### EXERCISE OBJECTIVE
Return every line below as is, leaving out the pictures.
*** DATA TO PROCESS ***
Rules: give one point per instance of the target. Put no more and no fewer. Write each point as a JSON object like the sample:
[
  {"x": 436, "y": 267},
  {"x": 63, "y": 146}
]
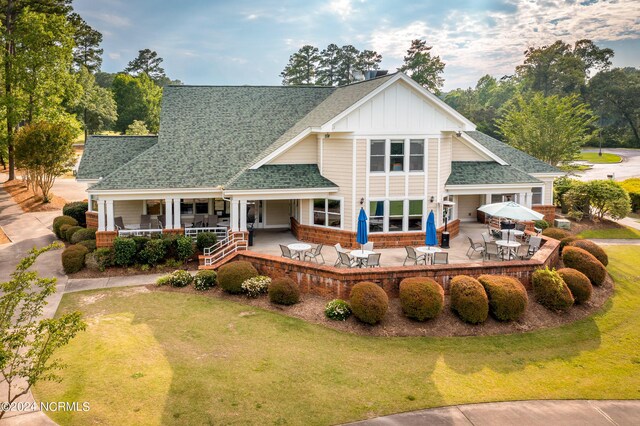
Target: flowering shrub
[
  {"x": 180, "y": 278},
  {"x": 204, "y": 280},
  {"x": 337, "y": 310},
  {"x": 256, "y": 286}
]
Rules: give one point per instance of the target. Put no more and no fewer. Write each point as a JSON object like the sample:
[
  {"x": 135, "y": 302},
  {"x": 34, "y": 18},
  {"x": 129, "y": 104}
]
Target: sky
*** End of DATA TO PROCESS ***
### THE COMPLETED TASK
Rules: give one point per instance of the target. Put no more and no fewer. Write each point as a JSON object like the sample:
[
  {"x": 436, "y": 267},
  {"x": 63, "y": 146}
]
Target: flowering shrub
[
  {"x": 180, "y": 278},
  {"x": 204, "y": 280},
  {"x": 337, "y": 310},
  {"x": 256, "y": 286}
]
Rules: give one point per instance of the target. Put no more and no fewer. Write each point as a JSON object like the sample:
[
  {"x": 135, "y": 302},
  {"x": 34, "y": 18},
  {"x": 129, "y": 104}
]
Target: sky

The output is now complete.